What you need to do
Count the lines in the entries below that contain the string "wall", with case counting, and give only the number.

○ ○ ○ ○ ○

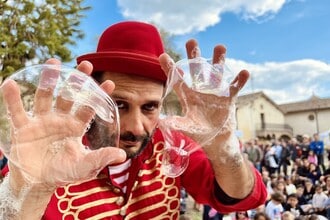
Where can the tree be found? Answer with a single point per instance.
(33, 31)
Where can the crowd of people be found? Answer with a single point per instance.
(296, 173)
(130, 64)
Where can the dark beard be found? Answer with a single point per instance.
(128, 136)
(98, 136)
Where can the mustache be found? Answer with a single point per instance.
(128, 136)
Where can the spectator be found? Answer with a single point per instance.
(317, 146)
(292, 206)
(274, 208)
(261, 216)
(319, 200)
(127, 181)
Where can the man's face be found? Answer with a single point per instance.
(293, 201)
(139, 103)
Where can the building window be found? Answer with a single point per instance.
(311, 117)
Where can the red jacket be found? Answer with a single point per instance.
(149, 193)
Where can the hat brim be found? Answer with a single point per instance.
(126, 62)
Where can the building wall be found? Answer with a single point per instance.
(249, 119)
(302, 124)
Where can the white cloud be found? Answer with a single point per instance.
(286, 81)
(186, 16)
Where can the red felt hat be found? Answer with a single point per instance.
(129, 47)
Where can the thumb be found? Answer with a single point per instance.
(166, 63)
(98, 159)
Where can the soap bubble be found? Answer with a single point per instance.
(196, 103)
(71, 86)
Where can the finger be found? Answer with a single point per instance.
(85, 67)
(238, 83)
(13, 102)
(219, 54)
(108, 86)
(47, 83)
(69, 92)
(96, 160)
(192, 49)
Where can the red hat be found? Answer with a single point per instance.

○ ○ ○ ○ ○

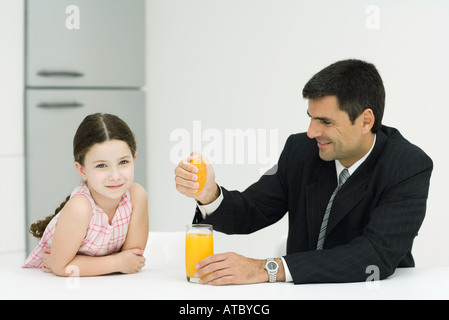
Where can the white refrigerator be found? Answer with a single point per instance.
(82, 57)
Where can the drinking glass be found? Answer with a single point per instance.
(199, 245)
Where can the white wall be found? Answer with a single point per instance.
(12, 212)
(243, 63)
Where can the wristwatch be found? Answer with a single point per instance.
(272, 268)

○ ○ ○ ○ ○

The reply
2